WRITTEN TASK: Report only the number of lines in the material that contain the string "then".

PROVIDED RECORDS:
========================================

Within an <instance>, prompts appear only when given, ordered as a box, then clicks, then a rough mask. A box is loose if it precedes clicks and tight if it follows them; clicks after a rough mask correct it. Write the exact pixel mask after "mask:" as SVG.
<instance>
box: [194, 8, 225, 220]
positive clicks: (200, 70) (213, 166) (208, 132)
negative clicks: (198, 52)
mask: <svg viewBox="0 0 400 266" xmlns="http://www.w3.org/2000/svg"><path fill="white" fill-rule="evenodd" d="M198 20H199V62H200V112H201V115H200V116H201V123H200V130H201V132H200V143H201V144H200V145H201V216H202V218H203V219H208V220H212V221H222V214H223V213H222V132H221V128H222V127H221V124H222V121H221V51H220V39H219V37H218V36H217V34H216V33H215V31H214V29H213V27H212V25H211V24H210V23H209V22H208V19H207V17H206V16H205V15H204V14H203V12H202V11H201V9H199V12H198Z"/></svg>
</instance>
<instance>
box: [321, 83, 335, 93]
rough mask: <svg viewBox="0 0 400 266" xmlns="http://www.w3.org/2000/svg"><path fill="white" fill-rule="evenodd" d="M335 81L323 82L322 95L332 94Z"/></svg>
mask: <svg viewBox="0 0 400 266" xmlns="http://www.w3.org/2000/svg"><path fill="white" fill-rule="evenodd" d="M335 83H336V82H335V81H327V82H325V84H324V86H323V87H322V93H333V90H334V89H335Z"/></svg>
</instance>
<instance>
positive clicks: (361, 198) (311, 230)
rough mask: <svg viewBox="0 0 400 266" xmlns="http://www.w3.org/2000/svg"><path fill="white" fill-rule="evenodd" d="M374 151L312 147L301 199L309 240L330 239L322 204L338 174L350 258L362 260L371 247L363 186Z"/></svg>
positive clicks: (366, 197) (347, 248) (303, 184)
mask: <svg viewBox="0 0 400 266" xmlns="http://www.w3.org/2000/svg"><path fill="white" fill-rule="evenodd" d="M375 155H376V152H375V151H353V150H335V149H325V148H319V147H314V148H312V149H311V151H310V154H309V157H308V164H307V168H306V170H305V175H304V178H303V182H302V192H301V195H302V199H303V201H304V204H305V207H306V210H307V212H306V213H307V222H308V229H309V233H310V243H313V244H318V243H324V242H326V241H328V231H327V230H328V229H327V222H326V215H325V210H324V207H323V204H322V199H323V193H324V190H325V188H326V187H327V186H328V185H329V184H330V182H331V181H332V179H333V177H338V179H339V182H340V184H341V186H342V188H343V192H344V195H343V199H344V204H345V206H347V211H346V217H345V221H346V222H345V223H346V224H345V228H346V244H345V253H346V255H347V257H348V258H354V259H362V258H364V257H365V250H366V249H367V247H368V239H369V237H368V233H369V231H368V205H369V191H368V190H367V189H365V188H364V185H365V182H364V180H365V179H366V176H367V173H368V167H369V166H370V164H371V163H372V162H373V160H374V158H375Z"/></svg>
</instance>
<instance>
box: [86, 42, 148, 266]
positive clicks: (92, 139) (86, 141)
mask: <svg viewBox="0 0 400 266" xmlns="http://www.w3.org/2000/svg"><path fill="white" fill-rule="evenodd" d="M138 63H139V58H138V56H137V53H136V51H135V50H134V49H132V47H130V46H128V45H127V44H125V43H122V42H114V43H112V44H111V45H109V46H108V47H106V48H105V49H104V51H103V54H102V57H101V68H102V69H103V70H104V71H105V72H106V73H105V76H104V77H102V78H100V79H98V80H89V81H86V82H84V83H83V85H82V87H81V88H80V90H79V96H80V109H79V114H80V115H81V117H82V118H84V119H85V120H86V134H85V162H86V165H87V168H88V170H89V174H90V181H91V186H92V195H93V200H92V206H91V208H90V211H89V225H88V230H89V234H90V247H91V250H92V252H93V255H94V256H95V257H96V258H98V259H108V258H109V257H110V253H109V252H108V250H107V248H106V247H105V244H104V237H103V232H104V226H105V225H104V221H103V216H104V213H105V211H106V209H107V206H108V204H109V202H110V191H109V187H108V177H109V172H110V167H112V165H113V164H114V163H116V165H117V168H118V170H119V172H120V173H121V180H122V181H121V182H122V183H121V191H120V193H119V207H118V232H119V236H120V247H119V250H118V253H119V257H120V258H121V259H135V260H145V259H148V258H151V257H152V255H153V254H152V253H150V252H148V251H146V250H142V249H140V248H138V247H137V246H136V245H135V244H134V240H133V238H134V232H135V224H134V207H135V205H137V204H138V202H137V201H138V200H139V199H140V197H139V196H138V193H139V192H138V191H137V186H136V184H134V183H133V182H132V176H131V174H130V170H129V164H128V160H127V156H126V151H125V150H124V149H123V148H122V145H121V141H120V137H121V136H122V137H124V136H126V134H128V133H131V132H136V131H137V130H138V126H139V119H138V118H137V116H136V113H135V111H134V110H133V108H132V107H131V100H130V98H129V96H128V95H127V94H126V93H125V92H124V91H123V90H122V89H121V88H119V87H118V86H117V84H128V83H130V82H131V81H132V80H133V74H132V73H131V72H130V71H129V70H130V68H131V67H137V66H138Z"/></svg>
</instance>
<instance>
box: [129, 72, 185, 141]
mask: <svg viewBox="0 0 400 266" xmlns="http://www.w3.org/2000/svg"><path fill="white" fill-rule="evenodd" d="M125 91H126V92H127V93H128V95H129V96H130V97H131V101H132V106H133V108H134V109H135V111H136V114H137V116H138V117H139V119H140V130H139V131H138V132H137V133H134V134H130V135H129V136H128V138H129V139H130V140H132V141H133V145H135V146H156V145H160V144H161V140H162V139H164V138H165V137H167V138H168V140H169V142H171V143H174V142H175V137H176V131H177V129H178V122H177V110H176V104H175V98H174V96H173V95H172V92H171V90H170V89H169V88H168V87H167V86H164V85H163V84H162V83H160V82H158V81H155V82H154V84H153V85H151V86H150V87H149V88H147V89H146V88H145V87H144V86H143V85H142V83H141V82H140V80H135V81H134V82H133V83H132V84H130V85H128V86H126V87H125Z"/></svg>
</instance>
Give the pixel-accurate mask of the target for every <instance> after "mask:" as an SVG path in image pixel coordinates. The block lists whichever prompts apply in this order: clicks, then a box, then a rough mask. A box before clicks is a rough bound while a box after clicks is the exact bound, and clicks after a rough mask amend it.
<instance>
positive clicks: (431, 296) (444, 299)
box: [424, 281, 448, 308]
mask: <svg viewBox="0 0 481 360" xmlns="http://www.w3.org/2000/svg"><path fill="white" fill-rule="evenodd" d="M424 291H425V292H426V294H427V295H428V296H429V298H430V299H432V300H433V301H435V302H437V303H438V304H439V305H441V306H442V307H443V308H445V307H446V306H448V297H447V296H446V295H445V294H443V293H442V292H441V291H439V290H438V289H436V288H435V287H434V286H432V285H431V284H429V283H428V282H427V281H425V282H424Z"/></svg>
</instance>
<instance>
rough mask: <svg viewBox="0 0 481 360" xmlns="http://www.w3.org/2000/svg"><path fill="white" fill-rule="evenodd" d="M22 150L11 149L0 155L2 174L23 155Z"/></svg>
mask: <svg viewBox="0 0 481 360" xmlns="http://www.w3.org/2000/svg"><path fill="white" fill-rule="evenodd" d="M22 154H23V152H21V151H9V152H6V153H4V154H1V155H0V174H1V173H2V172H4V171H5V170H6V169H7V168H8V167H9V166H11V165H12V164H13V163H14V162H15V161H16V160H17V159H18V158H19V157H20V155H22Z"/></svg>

========================================

RESULT OF THE TASK: 2